What the task requires
Collect all lines containing the word "below" from the data.

Data to examine
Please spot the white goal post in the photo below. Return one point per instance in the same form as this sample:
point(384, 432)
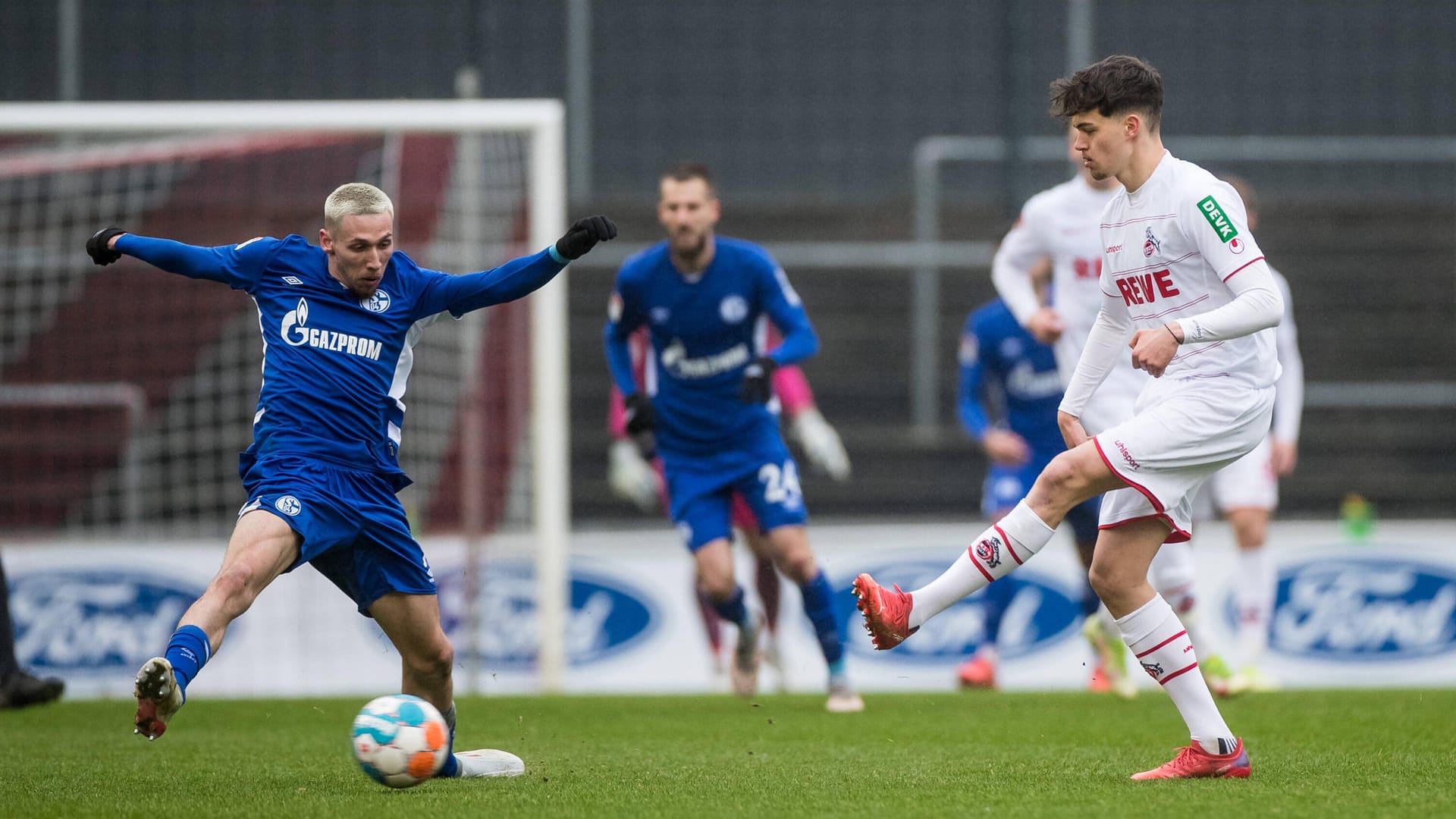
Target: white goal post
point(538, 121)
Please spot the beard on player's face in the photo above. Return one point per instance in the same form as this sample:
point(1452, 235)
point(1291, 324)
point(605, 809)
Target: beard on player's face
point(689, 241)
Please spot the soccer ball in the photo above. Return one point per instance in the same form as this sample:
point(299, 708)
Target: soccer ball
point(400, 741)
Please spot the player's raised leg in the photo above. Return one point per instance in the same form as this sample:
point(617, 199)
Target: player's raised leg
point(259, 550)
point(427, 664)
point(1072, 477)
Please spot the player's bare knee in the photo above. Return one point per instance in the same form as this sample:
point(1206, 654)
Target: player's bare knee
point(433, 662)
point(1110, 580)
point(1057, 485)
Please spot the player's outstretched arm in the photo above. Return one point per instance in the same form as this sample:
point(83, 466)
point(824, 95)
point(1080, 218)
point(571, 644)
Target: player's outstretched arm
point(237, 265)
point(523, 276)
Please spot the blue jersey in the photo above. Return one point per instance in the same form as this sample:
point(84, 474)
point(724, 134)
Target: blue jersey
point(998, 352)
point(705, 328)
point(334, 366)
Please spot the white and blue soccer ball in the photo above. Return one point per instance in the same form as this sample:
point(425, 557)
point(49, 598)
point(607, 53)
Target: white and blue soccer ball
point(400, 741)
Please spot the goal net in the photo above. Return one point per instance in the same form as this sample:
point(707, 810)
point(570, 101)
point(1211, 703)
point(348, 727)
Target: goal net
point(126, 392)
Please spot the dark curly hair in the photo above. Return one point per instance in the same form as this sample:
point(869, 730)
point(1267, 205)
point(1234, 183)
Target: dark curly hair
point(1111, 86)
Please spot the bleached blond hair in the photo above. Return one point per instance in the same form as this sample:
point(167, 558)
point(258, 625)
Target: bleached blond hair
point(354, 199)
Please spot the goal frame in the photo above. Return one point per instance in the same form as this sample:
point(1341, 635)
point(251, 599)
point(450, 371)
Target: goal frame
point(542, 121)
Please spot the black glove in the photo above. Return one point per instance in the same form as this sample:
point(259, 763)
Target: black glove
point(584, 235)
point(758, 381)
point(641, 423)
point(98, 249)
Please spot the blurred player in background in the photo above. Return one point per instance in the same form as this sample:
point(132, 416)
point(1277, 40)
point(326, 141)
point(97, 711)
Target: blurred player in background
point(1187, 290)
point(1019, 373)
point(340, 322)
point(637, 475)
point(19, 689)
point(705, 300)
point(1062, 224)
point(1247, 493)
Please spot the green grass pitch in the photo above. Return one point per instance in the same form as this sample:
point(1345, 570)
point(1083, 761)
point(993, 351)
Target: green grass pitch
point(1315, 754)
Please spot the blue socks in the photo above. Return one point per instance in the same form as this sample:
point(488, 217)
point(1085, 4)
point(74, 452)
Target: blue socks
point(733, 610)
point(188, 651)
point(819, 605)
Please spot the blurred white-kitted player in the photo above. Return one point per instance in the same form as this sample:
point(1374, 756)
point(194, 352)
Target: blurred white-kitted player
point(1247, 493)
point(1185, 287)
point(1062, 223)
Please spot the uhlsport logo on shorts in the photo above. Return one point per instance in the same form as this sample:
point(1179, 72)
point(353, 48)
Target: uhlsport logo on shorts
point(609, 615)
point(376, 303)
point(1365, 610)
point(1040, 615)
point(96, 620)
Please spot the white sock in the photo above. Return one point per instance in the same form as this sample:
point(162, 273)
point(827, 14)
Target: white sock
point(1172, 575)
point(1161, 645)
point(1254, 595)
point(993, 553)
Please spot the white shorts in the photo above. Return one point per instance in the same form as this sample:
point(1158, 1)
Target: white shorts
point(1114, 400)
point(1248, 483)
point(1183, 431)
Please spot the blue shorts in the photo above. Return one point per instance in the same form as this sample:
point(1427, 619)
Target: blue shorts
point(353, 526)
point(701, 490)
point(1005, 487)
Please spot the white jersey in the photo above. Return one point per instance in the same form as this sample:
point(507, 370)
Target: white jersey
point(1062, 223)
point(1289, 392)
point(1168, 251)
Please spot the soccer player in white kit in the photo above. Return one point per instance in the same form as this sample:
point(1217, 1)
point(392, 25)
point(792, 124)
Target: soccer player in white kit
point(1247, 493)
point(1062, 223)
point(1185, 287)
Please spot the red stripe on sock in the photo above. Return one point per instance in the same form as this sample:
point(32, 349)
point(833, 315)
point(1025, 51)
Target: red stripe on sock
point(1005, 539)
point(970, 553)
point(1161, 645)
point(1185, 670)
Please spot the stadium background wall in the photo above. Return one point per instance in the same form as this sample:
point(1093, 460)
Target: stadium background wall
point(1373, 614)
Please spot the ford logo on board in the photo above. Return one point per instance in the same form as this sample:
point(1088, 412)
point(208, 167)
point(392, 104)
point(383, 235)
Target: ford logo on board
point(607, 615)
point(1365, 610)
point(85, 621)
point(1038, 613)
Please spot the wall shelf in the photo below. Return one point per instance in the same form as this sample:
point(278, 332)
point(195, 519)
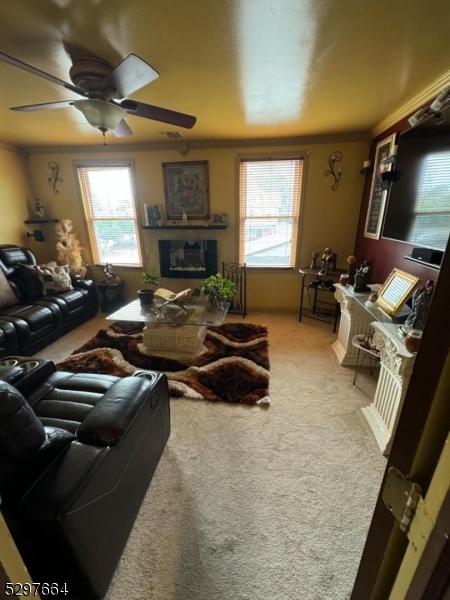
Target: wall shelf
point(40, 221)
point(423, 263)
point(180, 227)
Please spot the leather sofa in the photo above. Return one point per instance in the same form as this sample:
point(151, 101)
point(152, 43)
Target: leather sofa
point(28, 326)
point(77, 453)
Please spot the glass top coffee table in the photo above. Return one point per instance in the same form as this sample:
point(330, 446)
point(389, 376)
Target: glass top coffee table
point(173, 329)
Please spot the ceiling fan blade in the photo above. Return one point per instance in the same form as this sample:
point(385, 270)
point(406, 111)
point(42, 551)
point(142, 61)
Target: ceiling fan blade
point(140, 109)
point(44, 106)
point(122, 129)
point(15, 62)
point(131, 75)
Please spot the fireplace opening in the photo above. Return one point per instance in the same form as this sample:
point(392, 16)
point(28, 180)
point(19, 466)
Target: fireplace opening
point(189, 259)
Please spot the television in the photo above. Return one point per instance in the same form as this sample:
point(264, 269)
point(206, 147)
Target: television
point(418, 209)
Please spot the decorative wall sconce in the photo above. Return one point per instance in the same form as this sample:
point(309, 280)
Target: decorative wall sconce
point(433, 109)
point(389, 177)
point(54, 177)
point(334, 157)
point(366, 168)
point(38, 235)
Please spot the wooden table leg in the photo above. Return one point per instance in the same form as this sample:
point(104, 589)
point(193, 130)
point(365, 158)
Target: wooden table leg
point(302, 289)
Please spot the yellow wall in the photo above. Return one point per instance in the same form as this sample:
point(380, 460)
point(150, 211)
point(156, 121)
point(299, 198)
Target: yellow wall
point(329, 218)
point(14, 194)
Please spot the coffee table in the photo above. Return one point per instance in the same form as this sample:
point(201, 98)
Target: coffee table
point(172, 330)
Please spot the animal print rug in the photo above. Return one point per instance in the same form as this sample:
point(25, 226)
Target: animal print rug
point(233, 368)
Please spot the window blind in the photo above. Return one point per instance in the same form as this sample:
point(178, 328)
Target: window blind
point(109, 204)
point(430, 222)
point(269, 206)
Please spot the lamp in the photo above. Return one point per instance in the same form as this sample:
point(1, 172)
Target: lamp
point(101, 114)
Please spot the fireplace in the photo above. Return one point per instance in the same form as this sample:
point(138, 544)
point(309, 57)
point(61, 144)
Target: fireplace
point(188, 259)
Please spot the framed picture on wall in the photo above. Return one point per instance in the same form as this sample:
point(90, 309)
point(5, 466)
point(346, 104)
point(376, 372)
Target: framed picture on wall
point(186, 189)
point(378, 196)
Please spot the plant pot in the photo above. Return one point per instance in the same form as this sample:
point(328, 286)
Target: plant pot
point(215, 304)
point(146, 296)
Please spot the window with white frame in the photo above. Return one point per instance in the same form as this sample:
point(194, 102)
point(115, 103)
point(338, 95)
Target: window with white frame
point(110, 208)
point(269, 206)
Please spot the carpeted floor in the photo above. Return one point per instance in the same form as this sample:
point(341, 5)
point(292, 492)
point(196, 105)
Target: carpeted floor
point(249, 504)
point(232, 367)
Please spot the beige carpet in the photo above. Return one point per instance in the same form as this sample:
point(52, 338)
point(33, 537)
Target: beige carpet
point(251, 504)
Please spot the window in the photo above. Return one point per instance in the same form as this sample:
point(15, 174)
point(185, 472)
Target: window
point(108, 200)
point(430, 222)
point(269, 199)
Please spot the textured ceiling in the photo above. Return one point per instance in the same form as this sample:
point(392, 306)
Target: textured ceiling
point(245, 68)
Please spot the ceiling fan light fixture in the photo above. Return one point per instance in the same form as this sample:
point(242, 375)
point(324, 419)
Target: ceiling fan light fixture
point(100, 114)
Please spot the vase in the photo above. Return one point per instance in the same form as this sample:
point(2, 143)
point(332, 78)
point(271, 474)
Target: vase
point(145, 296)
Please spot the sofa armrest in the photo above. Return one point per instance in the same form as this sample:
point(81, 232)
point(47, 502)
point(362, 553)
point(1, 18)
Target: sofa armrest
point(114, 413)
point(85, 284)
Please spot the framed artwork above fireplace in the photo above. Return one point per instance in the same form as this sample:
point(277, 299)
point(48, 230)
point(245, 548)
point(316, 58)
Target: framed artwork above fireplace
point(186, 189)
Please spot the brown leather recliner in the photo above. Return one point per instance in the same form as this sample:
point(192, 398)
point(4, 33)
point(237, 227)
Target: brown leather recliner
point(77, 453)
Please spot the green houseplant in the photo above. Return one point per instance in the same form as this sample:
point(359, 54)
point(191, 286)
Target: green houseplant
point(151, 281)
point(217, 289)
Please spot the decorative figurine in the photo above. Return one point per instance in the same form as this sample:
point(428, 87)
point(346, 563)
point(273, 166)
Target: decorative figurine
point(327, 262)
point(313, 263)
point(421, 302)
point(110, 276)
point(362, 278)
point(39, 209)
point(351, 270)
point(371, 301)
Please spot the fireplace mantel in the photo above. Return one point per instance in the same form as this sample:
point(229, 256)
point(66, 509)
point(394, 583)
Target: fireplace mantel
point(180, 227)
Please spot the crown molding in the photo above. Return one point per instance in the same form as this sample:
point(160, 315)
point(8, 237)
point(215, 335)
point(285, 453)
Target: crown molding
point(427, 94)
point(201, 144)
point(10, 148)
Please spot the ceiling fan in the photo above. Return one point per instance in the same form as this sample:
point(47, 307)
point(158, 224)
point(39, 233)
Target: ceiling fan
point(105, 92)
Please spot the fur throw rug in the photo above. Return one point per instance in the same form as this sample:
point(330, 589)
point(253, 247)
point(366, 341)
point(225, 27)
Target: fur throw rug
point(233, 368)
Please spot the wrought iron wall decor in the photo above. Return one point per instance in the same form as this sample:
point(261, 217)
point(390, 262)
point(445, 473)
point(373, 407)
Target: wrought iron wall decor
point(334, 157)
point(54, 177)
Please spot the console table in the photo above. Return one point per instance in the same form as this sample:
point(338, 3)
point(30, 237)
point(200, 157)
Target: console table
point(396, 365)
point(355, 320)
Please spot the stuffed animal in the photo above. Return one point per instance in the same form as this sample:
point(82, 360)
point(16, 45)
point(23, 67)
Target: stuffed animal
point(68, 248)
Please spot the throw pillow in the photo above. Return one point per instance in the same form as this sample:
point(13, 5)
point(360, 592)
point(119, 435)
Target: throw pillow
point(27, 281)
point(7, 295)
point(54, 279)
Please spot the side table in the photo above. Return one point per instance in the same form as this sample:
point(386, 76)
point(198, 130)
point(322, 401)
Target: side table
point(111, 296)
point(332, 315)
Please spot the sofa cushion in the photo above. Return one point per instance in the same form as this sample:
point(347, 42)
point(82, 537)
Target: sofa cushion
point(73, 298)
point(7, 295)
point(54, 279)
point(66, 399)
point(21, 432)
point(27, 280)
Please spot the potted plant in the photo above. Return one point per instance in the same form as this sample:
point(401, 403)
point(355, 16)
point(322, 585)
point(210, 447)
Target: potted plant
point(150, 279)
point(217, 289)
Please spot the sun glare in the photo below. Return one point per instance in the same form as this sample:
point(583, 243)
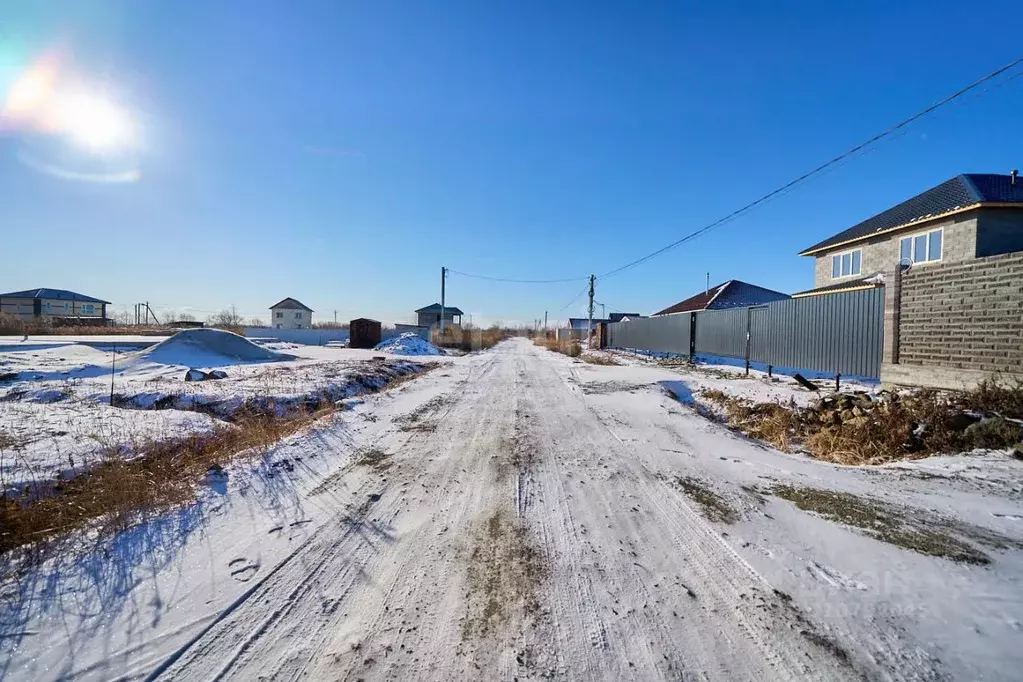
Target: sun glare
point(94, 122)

Response
Please spot the white goal post in the photo below. Return one point per instance in the same form as this sample:
Please spot the wall shelf in the photo below. Return one point per instance in the same form as this sample:
Please spot the sun glare in the photo below. Return one point per instance in the same form as this sample:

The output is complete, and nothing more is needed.